### Assignment 1
Reproduce the listing verbatim, starting from its first line and ending with the line that contains "rough mask: <svg".

─── Supplied text

After Napoleon’s fall, David went into exile in Brussels, where he took to painting erotic mythological subjects of a kind he had previously disdained. This depiction of Cupid and his lover Psyche, a star attraction at the Cleveland Museum of Art, feels almost improperly sexy. But David’s cool neoclassicism could make anything appropriate — even orgies of bloodletting.

Psyche, in Greek mythology, was a mortal girl of such extraordinary beauty that she aroused the jealousy of Venus. The goddess of love ordered her son, Cupid, to sabotage Psyche’s chance at happiness by instilling in her a passion for a depraved man. Inevitably, however, Cupid fell in love with her. He installed her in a palace where he visited her each night to make love, insisting only that she not try to look at him or discover his identity.

As if channeling the spirit of the libertines who thrived during the Ancien Régime, David chose to paint a kind of joke picture: Cupid — depicted here not as a winged cherub but as a Caravaggio-style street kid with a fit body and laborer’s tan — is trying to leave the canopied, Empire-style bed of the sexually satisfied, slumbering Psyche. He looks straight out at the viewer with a lecherous smirk as he tries to dislodge her luminously white limbs without waking her. But perhaps the joke is on him? His heel is caught in the bedsheets, and it seems certain she will be disturbed, open her eyes, see his wings, and guess his divine identity.

David seems to have based his image on a version of the myth told by the Greek poet Moschus. In that version, Cupid is described as a mischievous rogue or (as the Cleveland museum’s website puts it) “a mean-spirited brat with dark skin, flashing eyes, and curly hair.” Certainly, the god seems crassly proud of his conquest. (Other artists painting or sculpting the subject tended to show the lovers in a romantic swoon.)

──────
─── Input data

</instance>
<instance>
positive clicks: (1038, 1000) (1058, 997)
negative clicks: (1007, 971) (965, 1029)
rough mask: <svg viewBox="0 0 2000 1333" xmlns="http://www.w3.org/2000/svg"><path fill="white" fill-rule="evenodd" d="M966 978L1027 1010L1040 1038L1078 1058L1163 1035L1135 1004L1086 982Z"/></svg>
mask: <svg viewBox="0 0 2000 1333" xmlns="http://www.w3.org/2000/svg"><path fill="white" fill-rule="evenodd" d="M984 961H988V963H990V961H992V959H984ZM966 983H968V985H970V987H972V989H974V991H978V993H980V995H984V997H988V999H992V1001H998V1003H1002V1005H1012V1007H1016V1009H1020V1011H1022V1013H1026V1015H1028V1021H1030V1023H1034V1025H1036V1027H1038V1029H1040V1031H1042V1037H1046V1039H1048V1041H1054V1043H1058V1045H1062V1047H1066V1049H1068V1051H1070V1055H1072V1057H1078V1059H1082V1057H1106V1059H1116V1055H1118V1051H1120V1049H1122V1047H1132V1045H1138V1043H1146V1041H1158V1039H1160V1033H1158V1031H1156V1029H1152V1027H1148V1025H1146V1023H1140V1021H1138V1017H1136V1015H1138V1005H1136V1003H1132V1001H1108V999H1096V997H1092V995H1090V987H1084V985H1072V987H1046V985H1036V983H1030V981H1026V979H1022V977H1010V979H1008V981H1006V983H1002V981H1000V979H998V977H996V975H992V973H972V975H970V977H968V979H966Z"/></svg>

──────

### Assignment 2
Pick up the passage on David's painting of Cupid and Psyche after its last sentence and continue it.

### Reply 1
</instance>
<instance>
positive clicks: (1038, 1000) (1058, 997)
negative clicks: (1007, 971) (965, 1029)
rough mask: <svg viewBox="0 0 2000 1333" xmlns="http://www.w3.org/2000/svg"><path fill="white" fill-rule="evenodd" d="M966 978L1027 1010L1040 1038L1078 1058L1163 1035L1135 1004L1086 982Z"/></svg>

### Reply 2
In ancient Greek, Psyche means butterfly (and soul). You may already have spotted the butterfly hovering over the young couple. Another butterfly, recognized as a symbol of the freedom of the soul and mortality, forms part of the decoration of the bed’s blue-and-gold base.

Psyche is smoothly idealized, unlike Cupid with his dimpled cheek, shaved mustache and downturned eyes. It’s as if he were the mortal and she the god. She was in fact admitted, at Cupid’s pleading, to the pantheon of immortals on Olympus. (Keats, in “Ode to Psyche,” described her as the “latest born and loveliest vision far/ Of all Olympus’ faded hierarchy!”)

One of the points of continuing to revere the ancient gods in a censorious, monotheistic age was to permit people to see (and write poems about) what was otherwise forbidden. If, in the early 19th century, that meant painting hot young bodies in bed together, so be it. David was just fulfilling a commission.